— START Data listing —
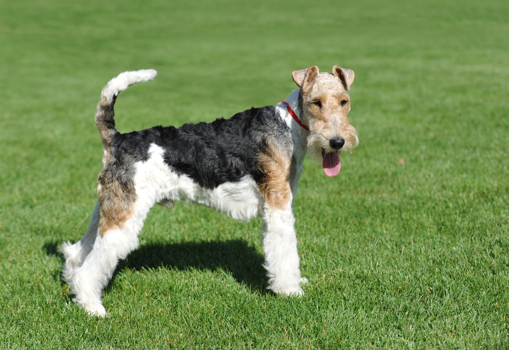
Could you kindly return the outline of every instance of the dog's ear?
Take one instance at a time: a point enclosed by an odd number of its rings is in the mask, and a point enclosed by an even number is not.
[[[309,84],[315,81],[318,75],[318,67],[316,66],[310,67],[307,69],[301,69],[292,72],[293,81],[297,86],[305,91]]]
[[[332,68],[332,72],[341,80],[343,86],[345,86],[345,90],[347,91],[349,90],[350,85],[353,82],[353,78],[355,76],[353,71],[342,68],[339,66],[334,66]]]

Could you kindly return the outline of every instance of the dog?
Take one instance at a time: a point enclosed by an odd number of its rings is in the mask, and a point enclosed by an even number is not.
[[[292,73],[298,89],[275,106],[251,108],[229,119],[156,126],[121,134],[114,106],[128,86],[153,79],[154,70],[125,72],[103,89],[95,114],[102,141],[98,201],[88,229],[64,243],[63,278],[73,301],[104,316],[102,290],[117,264],[137,248],[138,234],[156,203],[184,200],[234,219],[263,218],[267,288],[303,294],[292,201],[306,154],[321,157],[327,176],[339,173],[341,152],[359,142],[349,123],[353,71],[316,66]]]

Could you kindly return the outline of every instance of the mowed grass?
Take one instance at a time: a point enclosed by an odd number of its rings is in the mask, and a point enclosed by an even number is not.
[[[0,2],[0,347],[509,346],[504,2]],[[154,208],[89,316],[60,278],[84,234],[119,73],[119,129],[274,104],[292,71],[353,69],[360,144],[294,200],[301,298],[265,289],[261,223]]]

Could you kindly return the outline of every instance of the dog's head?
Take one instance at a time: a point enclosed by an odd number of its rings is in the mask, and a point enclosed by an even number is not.
[[[292,76],[300,88],[300,118],[309,128],[309,152],[316,158],[321,155],[324,171],[327,176],[335,176],[341,167],[339,154],[359,143],[355,128],[347,118],[353,71],[334,66],[332,74],[320,73],[314,66],[295,71]]]

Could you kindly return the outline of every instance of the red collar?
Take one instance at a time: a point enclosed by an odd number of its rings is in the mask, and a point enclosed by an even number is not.
[[[289,113],[290,115],[292,116],[292,118],[293,118],[296,122],[297,122],[297,124],[299,124],[299,125],[300,125],[300,126],[302,127],[302,128],[304,128],[304,129],[309,131],[309,128],[308,128],[305,125],[304,125],[304,123],[302,123],[300,119],[299,119],[299,117],[297,116],[297,114],[295,114],[295,112],[292,110],[292,108],[290,107],[290,105],[288,104],[288,102],[287,102],[286,101],[281,101],[281,103],[284,103],[287,105],[287,109],[288,110],[288,113]]]

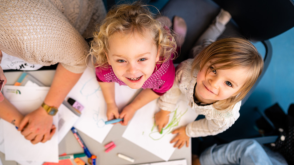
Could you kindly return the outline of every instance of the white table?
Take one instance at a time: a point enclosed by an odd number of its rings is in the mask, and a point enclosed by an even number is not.
[[[13,85],[20,75],[21,72],[11,72],[4,73],[7,79],[7,84]],[[40,80],[45,85],[50,86],[55,70],[38,70],[29,72],[30,74]],[[82,132],[78,133],[91,153],[97,156],[96,161],[98,165],[112,165],[134,164],[150,162],[161,161],[163,160],[156,156],[133,143],[122,137],[126,126],[118,124],[115,124],[112,128],[102,144],[100,144],[88,137]],[[111,141],[113,141],[116,146],[108,153],[105,152],[104,146]],[[191,165],[191,149],[190,139],[188,147],[185,147],[181,149],[176,149],[171,157],[170,160],[186,158],[188,164]],[[64,153],[71,154],[82,153],[83,150],[79,144],[72,133],[69,132],[59,144],[59,153]],[[118,158],[117,156],[118,153],[121,153],[133,157],[135,162],[132,163]],[[0,152],[0,158],[4,165],[15,165],[18,164],[14,161],[5,160],[4,155]],[[81,159],[88,164],[86,157]],[[74,164],[76,164],[73,160]]]

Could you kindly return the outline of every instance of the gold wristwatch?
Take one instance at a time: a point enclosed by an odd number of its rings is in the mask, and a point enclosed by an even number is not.
[[[58,111],[58,109],[57,107],[50,107],[44,102],[43,102],[41,106],[44,110],[45,110],[46,112],[47,112],[48,115],[51,116],[54,116],[56,114],[56,113]]]

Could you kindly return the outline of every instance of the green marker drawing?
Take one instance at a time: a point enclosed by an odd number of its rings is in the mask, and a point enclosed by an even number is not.
[[[151,132],[149,134],[149,137],[150,138],[154,140],[160,140],[165,135],[171,133],[173,130],[173,128],[174,127],[178,126],[179,123],[181,120],[181,118],[188,111],[188,108],[183,112],[182,114],[180,113],[179,114],[177,114],[177,111],[178,108],[178,107],[174,111],[171,112],[171,113],[173,112],[174,113],[171,119],[165,128],[162,128],[161,131],[159,132],[159,134],[158,133],[158,130],[156,129],[154,130],[154,128],[156,128],[155,123],[154,123],[151,129]],[[164,130],[165,130],[164,133],[162,134]]]

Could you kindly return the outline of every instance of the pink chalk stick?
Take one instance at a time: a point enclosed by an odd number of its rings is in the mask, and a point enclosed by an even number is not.
[[[111,142],[109,143],[106,144],[104,146],[104,148],[108,148],[110,147],[110,146],[112,146],[112,145],[114,144],[114,143],[113,142]]]
[[[114,148],[114,147],[115,147],[116,146],[115,145],[115,144],[114,144],[113,145],[110,146],[109,148],[106,149],[106,150],[105,150],[105,152],[107,153],[109,151],[110,151],[112,149]]]

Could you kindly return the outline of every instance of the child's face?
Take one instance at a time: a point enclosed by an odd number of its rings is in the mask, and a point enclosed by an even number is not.
[[[151,38],[135,33],[127,36],[118,33],[109,42],[107,59],[115,75],[130,87],[141,88],[151,75],[159,53]]]
[[[219,66],[213,66],[212,67]],[[197,76],[195,95],[199,101],[209,104],[238,94],[237,92],[247,80],[247,69],[237,68],[218,70],[208,73],[206,76],[208,67],[208,64],[206,64]]]

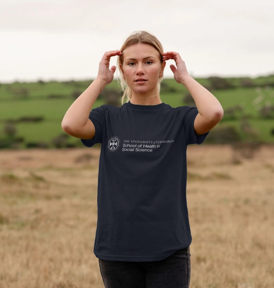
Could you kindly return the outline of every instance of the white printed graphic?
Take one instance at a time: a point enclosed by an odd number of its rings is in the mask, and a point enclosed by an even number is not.
[[[159,148],[161,144],[172,143],[174,139],[162,140],[124,140],[122,151],[127,152],[152,152]],[[120,146],[121,141],[116,136],[108,141],[108,148],[110,151],[116,151]]]
[[[119,147],[120,143],[120,139],[118,137],[114,136],[108,141],[108,148],[110,151],[115,151]]]

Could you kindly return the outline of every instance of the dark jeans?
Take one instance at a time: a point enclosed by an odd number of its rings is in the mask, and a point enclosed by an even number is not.
[[[106,288],[188,288],[189,246],[162,260],[148,262],[99,259]]]

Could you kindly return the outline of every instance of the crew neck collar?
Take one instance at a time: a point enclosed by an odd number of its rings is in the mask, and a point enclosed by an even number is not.
[[[126,104],[127,107],[129,108],[138,109],[140,110],[151,110],[159,109],[159,108],[162,108],[166,105],[165,103],[162,102],[159,104],[157,104],[155,105],[141,105],[138,104],[132,104],[130,101],[126,102],[125,104]]]

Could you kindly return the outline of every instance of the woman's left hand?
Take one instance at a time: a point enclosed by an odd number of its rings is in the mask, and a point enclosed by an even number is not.
[[[184,78],[189,75],[185,61],[181,58],[179,53],[173,51],[165,52],[162,53],[162,55],[164,57],[162,59],[164,61],[169,59],[175,60],[177,68],[172,64],[170,65],[170,67],[174,75],[174,79],[176,82],[182,84]]]

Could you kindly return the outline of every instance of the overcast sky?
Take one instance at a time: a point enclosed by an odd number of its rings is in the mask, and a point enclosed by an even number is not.
[[[266,76],[273,11],[272,0],[1,0],[0,82],[94,79],[104,52],[138,30],[179,53],[193,77]]]

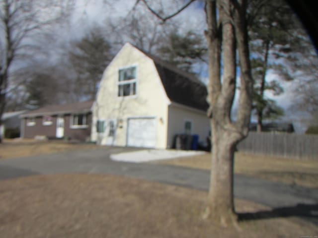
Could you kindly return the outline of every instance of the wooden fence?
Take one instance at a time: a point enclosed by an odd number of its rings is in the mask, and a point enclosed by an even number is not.
[[[318,160],[318,135],[250,132],[238,149],[256,154]]]

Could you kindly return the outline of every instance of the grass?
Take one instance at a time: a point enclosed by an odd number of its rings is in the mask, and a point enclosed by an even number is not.
[[[0,234],[10,238],[300,237],[318,228],[294,217],[240,222],[240,231],[202,219],[207,193],[125,177],[35,176],[0,181]],[[269,210],[236,200],[239,212]]]
[[[98,146],[95,144],[69,143],[64,141],[7,139],[0,144],[0,160],[96,148],[98,148]]]
[[[211,161],[211,154],[207,153],[155,163],[210,170]],[[318,188],[318,160],[296,160],[237,152],[235,173],[274,181]]]

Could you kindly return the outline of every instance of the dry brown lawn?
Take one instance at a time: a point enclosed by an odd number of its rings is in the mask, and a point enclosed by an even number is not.
[[[5,139],[0,144],[0,160],[51,154],[67,150],[98,148],[93,144],[70,143],[64,141],[33,139]]]
[[[178,166],[210,170],[211,154],[156,162]],[[237,152],[235,172],[274,181],[318,188],[318,159],[296,160]]]
[[[0,181],[3,238],[300,237],[318,228],[294,217],[203,220],[205,192],[114,176],[35,176]],[[237,211],[268,210],[236,200]]]

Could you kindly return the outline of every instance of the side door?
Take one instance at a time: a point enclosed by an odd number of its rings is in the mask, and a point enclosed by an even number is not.
[[[64,136],[64,118],[58,117],[56,119],[56,137],[63,138]]]

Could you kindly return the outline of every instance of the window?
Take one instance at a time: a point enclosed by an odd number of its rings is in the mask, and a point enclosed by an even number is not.
[[[136,92],[136,68],[130,67],[119,70],[118,97],[135,95]]]
[[[115,123],[113,121],[110,120],[108,123],[108,125],[109,126],[108,136],[114,136],[115,135]]]
[[[185,134],[191,134],[191,130],[192,126],[192,123],[189,120],[186,120],[184,122],[184,133]]]
[[[43,125],[50,125],[53,123],[52,117],[45,116],[43,117]]]
[[[105,121],[98,120],[96,124],[96,129],[97,133],[103,133],[105,131]]]
[[[71,127],[72,128],[86,128],[87,124],[86,114],[76,114],[73,116]]]
[[[28,126],[35,125],[35,119],[34,118],[27,118],[26,119],[26,125]]]

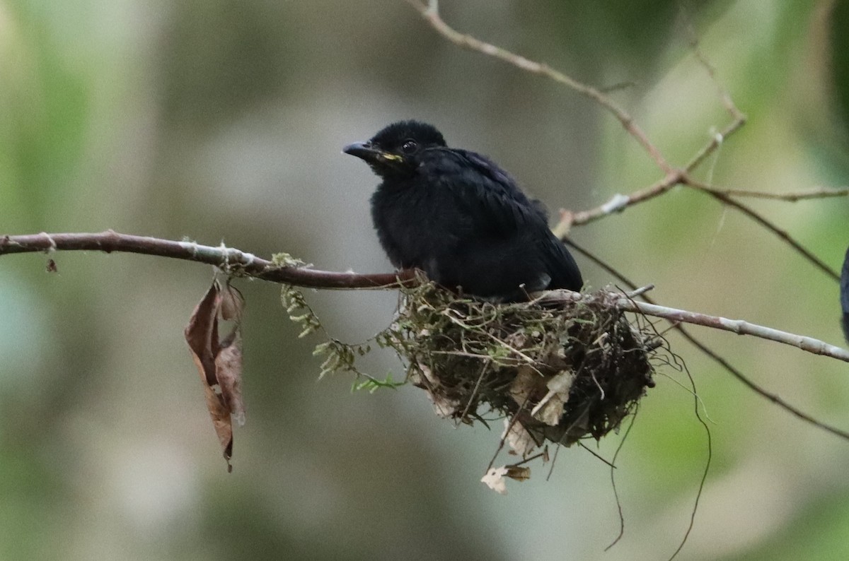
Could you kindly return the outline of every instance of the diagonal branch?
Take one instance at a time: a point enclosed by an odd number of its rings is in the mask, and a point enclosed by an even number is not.
[[[291,258],[289,258],[288,261],[284,260],[283,263],[275,263],[234,247],[227,247],[224,245],[215,247],[203,246],[194,242],[174,242],[144,236],[119,234],[111,230],[97,234],[47,234],[42,232],[25,236],[0,236],[0,256],[10,253],[37,252],[51,253],[56,251],[87,250],[101,251],[107,253],[128,252],[195,261],[216,265],[233,275],[250,276],[272,282],[312,288],[391,289],[397,288],[401,284],[413,285],[418,282],[415,272],[411,270],[377,275],[316,270]],[[52,269],[54,268],[55,264],[52,268],[48,267]],[[814,354],[826,355],[849,362],[849,351],[811,337],[751,324],[742,319],[728,319],[697,312],[634,302],[616,294],[614,294],[613,297],[615,297],[608,303],[627,312],[638,312],[675,322],[705,325],[732,331],[739,335],[751,335],[791,345]],[[543,300],[580,300],[582,298],[599,297],[604,297],[604,294],[581,294],[564,290],[551,291],[544,293],[542,297]]]
[[[840,280],[841,275],[837,274],[837,271],[831,269],[831,267],[824,263],[819,258],[812,253],[810,250],[808,250],[801,243],[793,239],[790,236],[790,235],[788,234],[785,231],[782,230],[781,228],[779,228],[777,225],[767,220],[754,208],[751,208],[751,207],[748,207],[743,204],[742,203],[739,203],[739,201],[735,201],[722,189],[717,189],[716,187],[707,185],[706,183],[702,183],[701,181],[698,181],[693,179],[692,177],[687,176],[683,178],[683,182],[686,183],[686,185],[688,185],[690,187],[693,187],[697,191],[701,191],[702,192],[711,195],[715,199],[721,202],[722,204],[727,204],[729,207],[732,207],[740,211],[741,213],[743,213],[751,219],[755,220],[756,222],[757,222],[759,225],[761,225],[769,231],[773,232],[774,235],[778,236],[787,245],[789,245],[790,247],[792,247],[800,254],[801,254],[801,256],[804,257],[806,259],[810,261],[811,264],[813,264],[815,267],[824,272],[826,275],[830,276],[835,280]]]
[[[436,0],[430,0],[428,5],[419,2],[419,0],[408,0],[408,2],[419,10],[419,13],[422,14],[427,22],[430,24],[430,26],[440,35],[458,47],[477,51],[487,56],[503,60],[531,74],[549,78],[599,103],[599,105],[604,107],[616,118],[625,130],[627,131],[628,134],[639,142],[640,146],[643,147],[664,173],[673,173],[672,167],[666,162],[661,151],[649,140],[649,137],[643,132],[643,130],[634,122],[633,118],[608,96],[602,93],[600,90],[579,82],[574,78],[559,70],[555,70],[547,64],[530,60],[492,43],[481,41],[470,35],[460,33],[445,23],[445,20],[440,16],[439,3]]]

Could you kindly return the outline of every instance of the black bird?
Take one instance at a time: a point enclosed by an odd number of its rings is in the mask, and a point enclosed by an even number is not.
[[[843,272],[841,274],[841,308],[843,308],[843,336],[849,343],[849,248],[843,260]]]
[[[447,147],[432,125],[394,123],[344,152],[383,180],[371,197],[372,219],[396,267],[498,301],[581,289],[581,272],[542,204],[492,160]]]

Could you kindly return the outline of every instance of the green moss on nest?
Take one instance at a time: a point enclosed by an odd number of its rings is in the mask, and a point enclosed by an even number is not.
[[[408,380],[428,392],[439,415],[468,424],[493,413],[514,419],[508,440],[526,455],[545,441],[601,438],[654,386],[659,339],[627,321],[612,303],[621,297],[599,291],[575,300],[554,292],[496,304],[426,283],[402,290],[396,321],[374,342],[398,353]],[[284,289],[284,300],[306,332],[318,329],[300,293]],[[320,344],[322,374],[347,370],[365,376],[363,386],[393,386],[357,370],[357,357],[368,349]]]
[[[494,304],[423,285],[405,292],[381,342],[441,416],[471,423],[488,409],[514,417],[537,446],[568,446],[616,429],[654,386],[656,335],[630,325],[618,297]]]

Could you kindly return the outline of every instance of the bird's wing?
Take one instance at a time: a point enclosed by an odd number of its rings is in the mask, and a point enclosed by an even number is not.
[[[454,183],[458,198],[476,225],[513,235],[517,230],[544,226],[547,218],[542,205],[531,202],[510,175],[481,154],[450,149],[447,158],[453,165],[446,177]]]
[[[466,150],[447,149],[450,163],[443,181],[457,192],[464,216],[472,226],[493,237],[511,237],[525,233],[537,247],[537,257],[551,277],[550,288],[580,290],[583,284],[571,254],[548,228],[545,207],[529,199],[507,172],[487,158]]]

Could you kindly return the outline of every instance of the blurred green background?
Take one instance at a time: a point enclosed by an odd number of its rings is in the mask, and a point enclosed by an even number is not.
[[[773,192],[849,176],[845,2],[441,3],[458,29],[612,94],[676,164],[728,122],[688,47],[693,25],[750,122],[700,169]],[[119,231],[288,252],[386,271],[340,153],[394,119],[433,122],[553,209],[659,178],[588,100],[437,36],[402,0],[0,0],[0,233]],[[845,198],[751,204],[838,268]],[[676,189],[573,236],[668,305],[840,343],[837,285],[712,199]],[[706,460],[693,401],[661,371],[609,470],[561,450],[550,480],[478,482],[499,430],[438,419],[423,392],[317,382],[278,287],[246,297],[247,425],[228,475],[183,328],[211,271],[101,253],[0,258],[2,559],[659,559],[686,529]],[[611,281],[578,258],[594,286]],[[390,292],[309,294],[351,342]],[[849,427],[849,367],[697,331],[755,380]],[[756,397],[671,336],[713,423],[681,559],[849,558],[849,442]],[[400,373],[388,353],[364,364]],[[610,458],[619,437],[600,446]]]

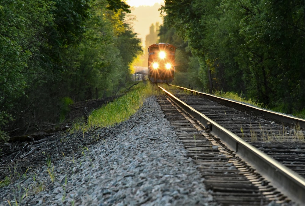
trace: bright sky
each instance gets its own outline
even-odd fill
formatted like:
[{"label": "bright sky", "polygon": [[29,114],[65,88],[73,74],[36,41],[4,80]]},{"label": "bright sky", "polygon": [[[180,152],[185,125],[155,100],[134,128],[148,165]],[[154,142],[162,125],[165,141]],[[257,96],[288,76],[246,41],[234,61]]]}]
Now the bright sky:
[{"label": "bright sky", "polygon": [[140,6],[153,6],[157,3],[164,4],[163,0],[127,0],[126,3],[131,6],[138,7]]}]

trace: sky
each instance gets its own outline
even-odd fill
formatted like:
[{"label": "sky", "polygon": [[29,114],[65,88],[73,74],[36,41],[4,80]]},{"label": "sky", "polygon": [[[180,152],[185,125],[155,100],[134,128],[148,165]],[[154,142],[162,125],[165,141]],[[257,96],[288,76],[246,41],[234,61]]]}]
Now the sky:
[{"label": "sky", "polygon": [[145,46],[145,37],[149,33],[152,24],[163,23],[159,9],[164,4],[163,0],[127,0],[126,3],[131,8],[131,15],[135,17],[133,21],[134,31],[141,39],[142,46]]},{"label": "sky", "polygon": [[138,7],[140,6],[153,6],[156,3],[164,4],[163,0],[127,0],[126,2],[131,6]]}]

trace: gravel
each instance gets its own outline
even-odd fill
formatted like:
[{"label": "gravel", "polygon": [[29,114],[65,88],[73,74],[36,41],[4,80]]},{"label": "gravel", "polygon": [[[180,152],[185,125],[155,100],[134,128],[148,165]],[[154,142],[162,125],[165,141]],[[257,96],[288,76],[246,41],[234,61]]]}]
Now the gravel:
[{"label": "gravel", "polygon": [[0,205],[218,205],[155,97],[125,122],[94,132],[105,137],[94,141],[85,133],[94,143],[78,153],[62,151],[0,188]]}]

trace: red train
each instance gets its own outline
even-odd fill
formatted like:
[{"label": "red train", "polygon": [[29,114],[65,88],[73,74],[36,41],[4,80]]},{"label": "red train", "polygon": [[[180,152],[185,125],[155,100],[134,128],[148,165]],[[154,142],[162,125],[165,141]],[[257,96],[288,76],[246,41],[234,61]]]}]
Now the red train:
[{"label": "red train", "polygon": [[148,78],[153,82],[168,83],[175,74],[176,47],[159,43],[148,47]]}]

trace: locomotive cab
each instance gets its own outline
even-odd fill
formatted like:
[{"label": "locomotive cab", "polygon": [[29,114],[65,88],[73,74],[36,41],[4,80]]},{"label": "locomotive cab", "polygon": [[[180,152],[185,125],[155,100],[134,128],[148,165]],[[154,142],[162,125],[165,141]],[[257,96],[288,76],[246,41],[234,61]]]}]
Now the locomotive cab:
[{"label": "locomotive cab", "polygon": [[148,47],[148,77],[153,82],[170,83],[175,74],[176,47],[159,43]]}]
— END Data listing —
▶ **Short task**
Repeat the lines of the material verbatim, starting with the line that contains "trace: locomotive cab" and going on through the end of the material.

▶ **Response for this exercise**
trace: locomotive cab
each instance gets its own outline
even-odd fill
formatted like:
[{"label": "locomotive cab", "polygon": [[29,114],[65,88],[73,74],[36,41],[4,80]]},{"label": "locomotive cab", "polygon": [[[180,152],[185,125],[155,100],[134,128],[148,165]],[[154,142],[162,125],[165,141]],[[257,96],[288,76],[246,41],[234,61]]]}]
Now the locomotive cab:
[{"label": "locomotive cab", "polygon": [[148,47],[148,77],[153,82],[170,83],[175,74],[176,47],[159,43]]}]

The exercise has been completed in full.